__Exercise goal__. Copy the data from the line containing "Each instance of the player's knee" through the line containing "[[175, 180], [426, 171], [402, 188], [566, 164], [28, 206]]", substituting "point" for every occurrence of "marker" and changing nothing else.

__Working data__.
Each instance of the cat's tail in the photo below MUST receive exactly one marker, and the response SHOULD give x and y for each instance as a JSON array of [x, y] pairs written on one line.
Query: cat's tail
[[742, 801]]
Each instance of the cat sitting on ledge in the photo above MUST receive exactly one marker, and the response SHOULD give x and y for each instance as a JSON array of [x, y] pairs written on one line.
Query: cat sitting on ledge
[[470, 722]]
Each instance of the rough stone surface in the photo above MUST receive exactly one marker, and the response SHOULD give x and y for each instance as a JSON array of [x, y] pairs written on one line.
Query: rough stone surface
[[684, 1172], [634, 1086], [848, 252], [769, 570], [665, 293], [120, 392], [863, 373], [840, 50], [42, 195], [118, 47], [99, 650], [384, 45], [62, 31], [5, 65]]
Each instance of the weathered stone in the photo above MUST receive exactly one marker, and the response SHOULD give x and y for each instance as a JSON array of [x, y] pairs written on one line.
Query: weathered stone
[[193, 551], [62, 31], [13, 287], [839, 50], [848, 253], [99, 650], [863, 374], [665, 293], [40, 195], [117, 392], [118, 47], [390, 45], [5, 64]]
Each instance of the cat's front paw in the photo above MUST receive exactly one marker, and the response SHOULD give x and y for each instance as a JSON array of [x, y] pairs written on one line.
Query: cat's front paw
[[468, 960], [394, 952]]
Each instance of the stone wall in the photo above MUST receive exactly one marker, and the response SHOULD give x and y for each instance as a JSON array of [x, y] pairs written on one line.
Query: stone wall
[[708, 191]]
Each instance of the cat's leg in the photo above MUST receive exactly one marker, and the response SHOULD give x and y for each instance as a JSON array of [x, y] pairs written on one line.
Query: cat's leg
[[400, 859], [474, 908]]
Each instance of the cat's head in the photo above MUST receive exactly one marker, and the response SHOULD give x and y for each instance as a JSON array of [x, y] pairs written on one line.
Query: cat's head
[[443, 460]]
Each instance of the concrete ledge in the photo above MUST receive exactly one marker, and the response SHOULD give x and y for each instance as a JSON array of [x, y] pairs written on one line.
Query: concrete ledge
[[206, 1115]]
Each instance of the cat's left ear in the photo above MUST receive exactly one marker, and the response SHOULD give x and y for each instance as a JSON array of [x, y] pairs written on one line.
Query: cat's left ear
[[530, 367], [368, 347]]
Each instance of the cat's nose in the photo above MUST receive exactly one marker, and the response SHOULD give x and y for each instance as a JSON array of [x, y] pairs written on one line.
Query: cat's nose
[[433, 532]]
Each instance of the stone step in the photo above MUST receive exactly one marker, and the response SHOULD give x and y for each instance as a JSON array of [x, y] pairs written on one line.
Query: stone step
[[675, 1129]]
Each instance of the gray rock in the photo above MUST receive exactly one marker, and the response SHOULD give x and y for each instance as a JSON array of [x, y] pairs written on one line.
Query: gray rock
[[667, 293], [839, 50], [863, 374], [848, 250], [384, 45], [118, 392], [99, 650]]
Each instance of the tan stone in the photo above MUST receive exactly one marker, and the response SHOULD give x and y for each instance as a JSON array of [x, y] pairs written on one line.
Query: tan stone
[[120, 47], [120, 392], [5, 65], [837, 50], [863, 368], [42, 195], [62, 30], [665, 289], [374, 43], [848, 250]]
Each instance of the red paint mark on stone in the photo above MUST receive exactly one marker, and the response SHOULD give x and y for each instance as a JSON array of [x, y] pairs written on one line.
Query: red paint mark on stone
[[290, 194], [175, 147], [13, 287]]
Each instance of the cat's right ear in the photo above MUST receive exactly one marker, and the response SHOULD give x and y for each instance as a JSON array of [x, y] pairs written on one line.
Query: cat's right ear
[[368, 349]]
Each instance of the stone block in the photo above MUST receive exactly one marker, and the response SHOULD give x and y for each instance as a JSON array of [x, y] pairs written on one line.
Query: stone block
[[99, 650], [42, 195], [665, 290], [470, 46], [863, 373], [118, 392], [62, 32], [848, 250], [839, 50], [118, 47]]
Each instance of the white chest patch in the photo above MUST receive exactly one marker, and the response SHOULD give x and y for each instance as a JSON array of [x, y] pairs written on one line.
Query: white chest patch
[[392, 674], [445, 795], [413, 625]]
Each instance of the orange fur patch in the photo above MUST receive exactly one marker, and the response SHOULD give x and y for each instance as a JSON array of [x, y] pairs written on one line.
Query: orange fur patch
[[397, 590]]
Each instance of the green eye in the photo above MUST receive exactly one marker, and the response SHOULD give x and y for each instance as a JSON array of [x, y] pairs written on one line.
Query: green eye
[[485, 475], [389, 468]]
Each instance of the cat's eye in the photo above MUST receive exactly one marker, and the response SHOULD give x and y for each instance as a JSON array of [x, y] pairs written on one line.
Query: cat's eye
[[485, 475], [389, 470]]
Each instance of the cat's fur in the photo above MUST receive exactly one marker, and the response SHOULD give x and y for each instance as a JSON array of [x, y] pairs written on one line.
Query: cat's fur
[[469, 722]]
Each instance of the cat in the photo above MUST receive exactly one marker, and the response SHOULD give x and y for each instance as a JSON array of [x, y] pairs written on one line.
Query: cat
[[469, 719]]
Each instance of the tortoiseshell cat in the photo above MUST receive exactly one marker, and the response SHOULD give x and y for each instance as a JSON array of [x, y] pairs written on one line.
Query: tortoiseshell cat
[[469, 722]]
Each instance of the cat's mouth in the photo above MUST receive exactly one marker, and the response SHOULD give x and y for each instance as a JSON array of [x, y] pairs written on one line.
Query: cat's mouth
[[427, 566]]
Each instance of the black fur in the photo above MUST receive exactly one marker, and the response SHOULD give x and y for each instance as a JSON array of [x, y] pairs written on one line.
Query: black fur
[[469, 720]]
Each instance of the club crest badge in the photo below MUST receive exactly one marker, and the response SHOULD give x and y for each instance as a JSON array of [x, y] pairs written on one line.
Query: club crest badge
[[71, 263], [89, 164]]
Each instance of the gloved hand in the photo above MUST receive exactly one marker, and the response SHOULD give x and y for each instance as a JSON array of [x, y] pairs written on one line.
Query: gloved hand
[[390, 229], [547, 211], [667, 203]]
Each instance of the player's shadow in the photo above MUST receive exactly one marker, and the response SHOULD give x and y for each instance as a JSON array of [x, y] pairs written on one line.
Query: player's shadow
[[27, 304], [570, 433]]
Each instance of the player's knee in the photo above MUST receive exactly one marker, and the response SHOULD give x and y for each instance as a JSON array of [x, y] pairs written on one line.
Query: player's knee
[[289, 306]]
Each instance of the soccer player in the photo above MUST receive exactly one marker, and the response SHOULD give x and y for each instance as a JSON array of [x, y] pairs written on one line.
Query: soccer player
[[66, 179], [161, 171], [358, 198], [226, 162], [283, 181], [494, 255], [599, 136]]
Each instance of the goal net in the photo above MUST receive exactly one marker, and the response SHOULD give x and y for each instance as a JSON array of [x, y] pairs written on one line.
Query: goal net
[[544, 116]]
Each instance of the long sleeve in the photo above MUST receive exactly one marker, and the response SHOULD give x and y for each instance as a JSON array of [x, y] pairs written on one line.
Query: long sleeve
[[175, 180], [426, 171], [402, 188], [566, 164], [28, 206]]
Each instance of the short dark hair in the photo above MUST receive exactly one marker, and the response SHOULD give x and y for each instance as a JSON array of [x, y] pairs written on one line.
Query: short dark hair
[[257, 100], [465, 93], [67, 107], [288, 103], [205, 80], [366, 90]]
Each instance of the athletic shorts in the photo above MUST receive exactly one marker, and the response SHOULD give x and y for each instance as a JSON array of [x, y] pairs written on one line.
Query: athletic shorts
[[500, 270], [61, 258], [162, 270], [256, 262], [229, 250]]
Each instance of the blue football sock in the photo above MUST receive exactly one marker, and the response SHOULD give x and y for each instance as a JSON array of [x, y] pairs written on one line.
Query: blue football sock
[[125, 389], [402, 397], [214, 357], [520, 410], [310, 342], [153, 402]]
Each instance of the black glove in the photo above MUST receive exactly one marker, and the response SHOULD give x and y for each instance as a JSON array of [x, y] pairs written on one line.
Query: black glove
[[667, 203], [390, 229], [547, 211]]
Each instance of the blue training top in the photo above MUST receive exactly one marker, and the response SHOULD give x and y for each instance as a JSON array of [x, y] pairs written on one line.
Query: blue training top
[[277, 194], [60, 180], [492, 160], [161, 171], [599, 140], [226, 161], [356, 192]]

__Answer to the task__.
Each instance of the player's knee in the photo above MUST receive exactly one point, and the response SHOULD give x and y for each instance as a JSON array of [x, y] pairs written on one line.
Query: player's knee
[[289, 306]]
Each instance of the soccer player in the photo above MUST receive exactly one point, and the response SHOULD give x and y for each instance as a JSON array of [x, y] pairs written on one line.
Query: soccer player
[[66, 179], [161, 171], [358, 198], [226, 162], [283, 181], [494, 255], [599, 136]]
Each instance of the goal net in the photo above MUST receive exactly one point, and the response SHOULD give x and y for each instance as a JSON array of [x, y] pairs written on one line.
Query: goal net
[[544, 116]]
Each instance of the long sleeve in the photo above MUST receive exactly one point, and the response SHOULD give x and y for each instance as a JSON array of [x, y] pairs written on one line.
Query: long sleeve
[[175, 180], [426, 171], [402, 188], [566, 164], [28, 206]]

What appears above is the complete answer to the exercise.